(Natural language region descriptions)
━━━━━━━━━━━━━━━━

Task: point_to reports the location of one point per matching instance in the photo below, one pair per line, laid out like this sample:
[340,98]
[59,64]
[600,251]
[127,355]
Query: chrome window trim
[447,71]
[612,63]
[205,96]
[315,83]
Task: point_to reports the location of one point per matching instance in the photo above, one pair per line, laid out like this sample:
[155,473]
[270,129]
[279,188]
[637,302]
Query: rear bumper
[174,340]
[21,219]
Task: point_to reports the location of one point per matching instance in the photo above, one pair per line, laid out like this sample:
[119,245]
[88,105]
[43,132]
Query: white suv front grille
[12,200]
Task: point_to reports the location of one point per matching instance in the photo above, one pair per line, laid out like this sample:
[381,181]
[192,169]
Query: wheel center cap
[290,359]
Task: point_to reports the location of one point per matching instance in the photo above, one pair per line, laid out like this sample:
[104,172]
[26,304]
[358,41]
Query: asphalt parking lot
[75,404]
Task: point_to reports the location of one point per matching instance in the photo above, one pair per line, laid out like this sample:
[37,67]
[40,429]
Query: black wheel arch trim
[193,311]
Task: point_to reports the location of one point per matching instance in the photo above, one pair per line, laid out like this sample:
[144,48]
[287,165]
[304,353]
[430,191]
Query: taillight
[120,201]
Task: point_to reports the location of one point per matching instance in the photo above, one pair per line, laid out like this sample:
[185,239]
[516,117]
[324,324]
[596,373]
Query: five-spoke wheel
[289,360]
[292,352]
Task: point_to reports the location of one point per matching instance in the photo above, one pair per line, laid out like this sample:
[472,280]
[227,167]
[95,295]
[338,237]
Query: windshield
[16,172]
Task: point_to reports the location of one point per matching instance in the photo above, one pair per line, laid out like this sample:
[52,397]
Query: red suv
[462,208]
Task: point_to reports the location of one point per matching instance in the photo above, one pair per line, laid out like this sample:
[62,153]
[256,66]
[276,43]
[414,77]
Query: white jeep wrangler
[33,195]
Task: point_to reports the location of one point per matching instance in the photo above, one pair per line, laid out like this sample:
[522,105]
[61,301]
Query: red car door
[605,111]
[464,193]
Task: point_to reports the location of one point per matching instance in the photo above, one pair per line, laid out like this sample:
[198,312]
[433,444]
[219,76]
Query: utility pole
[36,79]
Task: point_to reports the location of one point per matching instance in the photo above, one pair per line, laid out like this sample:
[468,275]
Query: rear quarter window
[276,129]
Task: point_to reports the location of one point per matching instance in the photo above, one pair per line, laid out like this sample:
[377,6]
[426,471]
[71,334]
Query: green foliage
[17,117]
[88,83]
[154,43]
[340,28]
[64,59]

━━━━━━━━━━━━━━━━

Each record above should be returned exactly as written.

Task: point_to reports the location of one point per matching instance in the photo below, one pair per line, laid out like this sample:
[340,98]
[59,64]
[600,251]
[127,355]
Query: chrome window trim
[447,71]
[612,63]
[205,96]
[315,83]
Task: point_to reports the location of one point per matching instance in the photo above, one pair per line, laid out like this sample:
[155,473]
[270,129]
[279,188]
[637,302]
Query: rear bumper
[174,340]
[21,219]
Task: point_to reports the location of one point per matching instance in the photo above, one pair per line, laid out like this sample:
[119,245]
[88,105]
[43,132]
Query: white suv front grille
[12,200]
Task: point_to reports the location of one point per matching instance in the photo above, one pair per line, laid out like this sample:
[381,181]
[192,169]
Query: wheel center cap
[290,359]
Task: point_to reports the location of one point per matching instance in the photo above, one pair per line, laid out like this sample:
[104,172]
[26,304]
[358,41]
Query: asphalt parking lot
[75,404]
Task: point_to reports the location of one point per matching instance in the photo above, one pair per line, laid out like this sample:
[37,67]
[40,429]
Query: black wheel arch trim
[193,311]
Task: point_to reports the location of one point per matching instance in the photo above, one pair per line, laid out like this sample:
[144,48]
[287,165]
[304,353]
[430,191]
Query: taillight
[120,201]
Task: point_to reports the location of one point per matching instance in the photo above, one pair per line, laid out like this sample:
[185,239]
[516,117]
[324,324]
[596,373]
Query: five-spoke wheel
[289,360]
[292,352]
Task: point_to reports the location of one point per matching instance in the photo above, one pair per line, laid out like this sample:
[472,280]
[227,167]
[95,295]
[338,237]
Query: windshield
[16,172]
Task: point_to reports the location of one point per matching instance in the photo above, one pair per line, laid out like this sample:
[52,397]
Query: red suv
[462,208]
Task: point_to reports the location of one point per matching instance in the photo above, one pair per line, laid out like this sample:
[62,153]
[256,66]
[276,43]
[414,77]
Query: white jeep wrangler
[33,195]
Task: point_to reports the location of one point per matching instance in the photo above, one pair per line, laid out like this sample:
[522,105]
[61,301]
Query: red car door
[605,111]
[464,193]
Task: point_to reports the location of one point per matching instance in the photo above, one pair per line, laid out like this sample:
[198,312]
[433,444]
[219,76]
Query: utility pole
[36,79]
Task: point_to reports the location of one point per matching instance in the photo above, one pair per line, laid out like this sample:
[468,275]
Query: rear quarter window
[276,129]
Task: point_to reports the location of one point per matching instance in the photo above, one pair per line, laid out like this sample:
[377,6]
[426,471]
[71,334]
Query: green foliage
[17,117]
[88,83]
[154,43]
[340,28]
[64,59]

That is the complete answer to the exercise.